▶ TO BE DONE:
From the past events page below, extract verbatim the passage that starts at the words "April 28th and" and stops after "the wider community.".

Past Events


Realizing Europe: The Lisbon Treaty in Perspective

April 28th and 29th, 2011
Conference Program

This conference began a transatlantic conversation at UB regarding the future of Europe by bringing together an interdisciplinary group of scholars to explore the social, political, legal, and economic implications of the Lisbon Treaty and to critically assess its claims and the underlying assumptions. Prominent scholars from Europe and North America were invited to the University at Buffalo to consider these questions and engage in a collaborative dialogue with scholars and the wider community.

*co-sponsored with the Baldy Center for Law and Social Policy



Spring 2014


Starting at 4 p.m.


February 4, 2014


Location: 354 MFAC, Ellicott Complex, North


  “New Pilgrims on a Medieval Route in Brittany:
Mobility and Community on the Tro Breiz”


Prof. Ellen Badone, McMaster University


ABSTRACT: Throughout Catholic Europe there has been a resurgence of interest
in pilgimage since the 1990s, despite dramatic declines in regular attendance at
mass and other indicators of religious practice. One of the less well known
European pilgrimages is the Tro Breiz, or tour of Brittany, a medieval
long-distance walking pilgrimage in northwestern France that has recently been
revived (or recreated). On the basis of ethnographic research carried out in
2012, I argue that the Tro Breiz fulfils participants’ desires for connection to
a community that transcends the self and is intimately linked to a particular
regional heritage and identity.



March 4, 2014


4 p.m.  Location: 545 Park Hall


  “Gender and Public Life in West Germany:  The
Case of Marion Graefin Doenhoff”

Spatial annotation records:
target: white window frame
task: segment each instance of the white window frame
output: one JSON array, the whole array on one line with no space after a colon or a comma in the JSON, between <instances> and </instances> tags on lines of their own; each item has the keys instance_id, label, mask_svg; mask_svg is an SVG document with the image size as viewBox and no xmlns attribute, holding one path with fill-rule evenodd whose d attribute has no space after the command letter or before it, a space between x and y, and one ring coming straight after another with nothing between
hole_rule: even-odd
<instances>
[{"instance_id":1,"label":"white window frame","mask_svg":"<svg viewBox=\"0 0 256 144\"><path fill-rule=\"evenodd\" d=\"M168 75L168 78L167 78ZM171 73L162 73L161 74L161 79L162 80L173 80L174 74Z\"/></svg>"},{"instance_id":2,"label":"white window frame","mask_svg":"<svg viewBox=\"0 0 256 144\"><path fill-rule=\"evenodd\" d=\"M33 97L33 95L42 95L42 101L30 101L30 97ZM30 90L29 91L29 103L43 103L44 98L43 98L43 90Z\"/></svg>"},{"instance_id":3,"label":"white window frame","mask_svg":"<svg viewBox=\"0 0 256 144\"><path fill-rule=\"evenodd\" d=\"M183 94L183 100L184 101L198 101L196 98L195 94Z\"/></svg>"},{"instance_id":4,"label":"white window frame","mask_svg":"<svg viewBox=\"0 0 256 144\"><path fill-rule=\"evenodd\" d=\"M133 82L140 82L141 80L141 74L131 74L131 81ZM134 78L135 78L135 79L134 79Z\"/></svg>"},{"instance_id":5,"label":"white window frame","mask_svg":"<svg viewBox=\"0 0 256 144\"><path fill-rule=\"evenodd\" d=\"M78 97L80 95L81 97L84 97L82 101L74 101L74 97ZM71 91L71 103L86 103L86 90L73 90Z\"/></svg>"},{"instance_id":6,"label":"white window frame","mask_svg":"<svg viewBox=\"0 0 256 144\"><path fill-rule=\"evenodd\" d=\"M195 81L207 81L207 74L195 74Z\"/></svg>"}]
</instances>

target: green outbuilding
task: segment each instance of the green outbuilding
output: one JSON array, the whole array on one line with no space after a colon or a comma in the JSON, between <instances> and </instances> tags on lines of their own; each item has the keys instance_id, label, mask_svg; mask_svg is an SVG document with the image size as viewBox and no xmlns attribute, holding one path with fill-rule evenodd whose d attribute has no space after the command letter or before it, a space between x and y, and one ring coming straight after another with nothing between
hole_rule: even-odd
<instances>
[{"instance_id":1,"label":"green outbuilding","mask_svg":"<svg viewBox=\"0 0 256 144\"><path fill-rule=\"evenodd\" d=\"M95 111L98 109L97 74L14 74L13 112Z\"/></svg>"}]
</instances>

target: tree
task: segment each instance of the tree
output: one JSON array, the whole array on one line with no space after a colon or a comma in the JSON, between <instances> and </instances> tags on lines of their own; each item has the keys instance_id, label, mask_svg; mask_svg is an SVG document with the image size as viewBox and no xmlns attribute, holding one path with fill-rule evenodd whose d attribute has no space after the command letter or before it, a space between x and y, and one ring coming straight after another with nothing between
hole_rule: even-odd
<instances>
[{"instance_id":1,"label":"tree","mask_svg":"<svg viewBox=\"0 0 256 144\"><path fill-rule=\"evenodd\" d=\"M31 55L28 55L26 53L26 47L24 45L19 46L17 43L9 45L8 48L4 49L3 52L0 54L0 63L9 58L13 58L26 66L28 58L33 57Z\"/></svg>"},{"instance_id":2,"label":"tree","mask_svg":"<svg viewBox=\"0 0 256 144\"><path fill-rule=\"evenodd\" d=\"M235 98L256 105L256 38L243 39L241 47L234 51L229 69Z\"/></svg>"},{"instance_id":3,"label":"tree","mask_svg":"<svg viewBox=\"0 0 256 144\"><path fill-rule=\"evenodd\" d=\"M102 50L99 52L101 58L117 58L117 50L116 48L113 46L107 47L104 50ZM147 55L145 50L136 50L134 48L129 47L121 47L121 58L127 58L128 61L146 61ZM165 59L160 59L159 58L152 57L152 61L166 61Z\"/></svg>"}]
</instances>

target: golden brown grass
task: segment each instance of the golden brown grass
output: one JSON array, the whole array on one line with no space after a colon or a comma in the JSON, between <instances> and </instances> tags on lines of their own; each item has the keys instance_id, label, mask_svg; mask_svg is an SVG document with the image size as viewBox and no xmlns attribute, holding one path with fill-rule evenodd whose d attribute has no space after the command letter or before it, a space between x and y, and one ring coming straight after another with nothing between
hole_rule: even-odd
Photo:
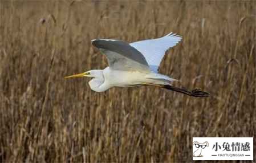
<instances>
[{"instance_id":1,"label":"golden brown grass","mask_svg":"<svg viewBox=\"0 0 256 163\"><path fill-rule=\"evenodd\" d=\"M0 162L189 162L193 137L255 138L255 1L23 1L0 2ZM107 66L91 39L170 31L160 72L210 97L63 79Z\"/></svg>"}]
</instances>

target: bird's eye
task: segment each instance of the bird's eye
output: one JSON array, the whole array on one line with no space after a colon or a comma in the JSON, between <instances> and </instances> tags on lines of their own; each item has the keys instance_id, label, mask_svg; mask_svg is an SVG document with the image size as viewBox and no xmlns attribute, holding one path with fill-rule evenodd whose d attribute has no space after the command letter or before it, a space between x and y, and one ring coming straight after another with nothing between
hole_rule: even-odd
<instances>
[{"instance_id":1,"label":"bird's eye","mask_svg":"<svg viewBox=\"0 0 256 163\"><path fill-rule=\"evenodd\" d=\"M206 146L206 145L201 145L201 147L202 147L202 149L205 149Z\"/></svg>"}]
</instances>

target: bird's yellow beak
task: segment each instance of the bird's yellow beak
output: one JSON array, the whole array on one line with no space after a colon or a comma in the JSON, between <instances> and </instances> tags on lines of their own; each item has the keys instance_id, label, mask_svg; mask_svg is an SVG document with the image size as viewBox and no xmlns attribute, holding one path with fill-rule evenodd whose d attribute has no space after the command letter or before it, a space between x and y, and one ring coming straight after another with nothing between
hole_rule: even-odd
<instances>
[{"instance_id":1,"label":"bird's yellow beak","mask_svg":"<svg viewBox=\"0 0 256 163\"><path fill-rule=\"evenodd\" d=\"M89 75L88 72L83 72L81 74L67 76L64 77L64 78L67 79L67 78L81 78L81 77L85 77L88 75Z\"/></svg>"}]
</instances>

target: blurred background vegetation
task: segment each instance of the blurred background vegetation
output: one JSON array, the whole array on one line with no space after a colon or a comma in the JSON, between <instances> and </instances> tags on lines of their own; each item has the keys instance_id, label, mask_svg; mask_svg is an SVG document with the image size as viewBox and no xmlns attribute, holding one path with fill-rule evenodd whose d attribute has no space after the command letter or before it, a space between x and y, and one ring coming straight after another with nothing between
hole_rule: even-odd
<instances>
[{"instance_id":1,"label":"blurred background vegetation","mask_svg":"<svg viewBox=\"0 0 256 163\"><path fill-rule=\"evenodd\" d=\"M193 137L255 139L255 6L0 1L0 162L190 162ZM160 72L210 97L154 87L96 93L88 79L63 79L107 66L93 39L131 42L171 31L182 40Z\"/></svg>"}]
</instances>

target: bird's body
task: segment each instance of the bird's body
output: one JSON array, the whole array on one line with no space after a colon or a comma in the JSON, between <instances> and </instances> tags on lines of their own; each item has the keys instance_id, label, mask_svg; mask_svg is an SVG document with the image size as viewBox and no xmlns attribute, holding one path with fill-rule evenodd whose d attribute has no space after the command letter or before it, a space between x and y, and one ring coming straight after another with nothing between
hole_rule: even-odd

▶ OUTPUT OF THE TASK:
April 28th and 29th, 2011
Conference Program

This conference began a transatlantic conversation at UB regarding the future of Europe by bringing together an interdisciplinary group of scholars to explore the social, political, legal, and economic implications of the Lisbon Treaty and to critically assess its claims and the underlying assumptions. Prominent scholars from Europe and North America were invited to the University at Buffalo to consider these questions and engage in a collaborative dialogue with scholars and the wider community.